DIRECTION >> Copy the records again, starting with the line containing "object=door frame" and continuing through the line containing "top-left (20, 104), bottom-right (133, 337)". Swap "Print" for "Output" and leave everything else unchanged.

EXERCISE DATA >>
=====

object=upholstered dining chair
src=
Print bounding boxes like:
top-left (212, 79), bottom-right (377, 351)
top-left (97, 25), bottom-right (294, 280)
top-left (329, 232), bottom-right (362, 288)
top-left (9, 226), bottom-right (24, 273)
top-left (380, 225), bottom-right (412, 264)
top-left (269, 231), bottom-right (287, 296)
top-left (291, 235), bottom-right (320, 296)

=====

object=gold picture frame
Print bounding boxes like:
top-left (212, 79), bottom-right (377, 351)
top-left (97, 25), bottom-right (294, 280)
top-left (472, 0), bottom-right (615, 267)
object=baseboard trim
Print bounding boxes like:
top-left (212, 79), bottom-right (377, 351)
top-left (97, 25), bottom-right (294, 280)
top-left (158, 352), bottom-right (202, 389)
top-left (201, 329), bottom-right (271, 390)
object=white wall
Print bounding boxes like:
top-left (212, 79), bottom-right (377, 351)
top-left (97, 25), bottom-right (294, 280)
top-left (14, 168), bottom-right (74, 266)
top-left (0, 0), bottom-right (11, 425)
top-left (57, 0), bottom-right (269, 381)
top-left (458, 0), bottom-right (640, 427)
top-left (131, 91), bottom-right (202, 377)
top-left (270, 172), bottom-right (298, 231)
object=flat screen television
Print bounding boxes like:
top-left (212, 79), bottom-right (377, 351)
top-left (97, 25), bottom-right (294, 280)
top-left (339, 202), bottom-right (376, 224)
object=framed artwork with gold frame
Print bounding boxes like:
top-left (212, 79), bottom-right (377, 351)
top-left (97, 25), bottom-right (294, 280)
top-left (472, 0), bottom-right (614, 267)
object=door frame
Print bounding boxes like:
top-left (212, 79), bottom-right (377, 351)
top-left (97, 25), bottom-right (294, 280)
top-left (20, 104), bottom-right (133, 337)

=====

TASK RESULT >>
object=door frame
Output bounding boxes like:
top-left (212, 79), bottom-right (377, 351)
top-left (97, 25), bottom-right (294, 280)
top-left (20, 104), bottom-right (133, 337)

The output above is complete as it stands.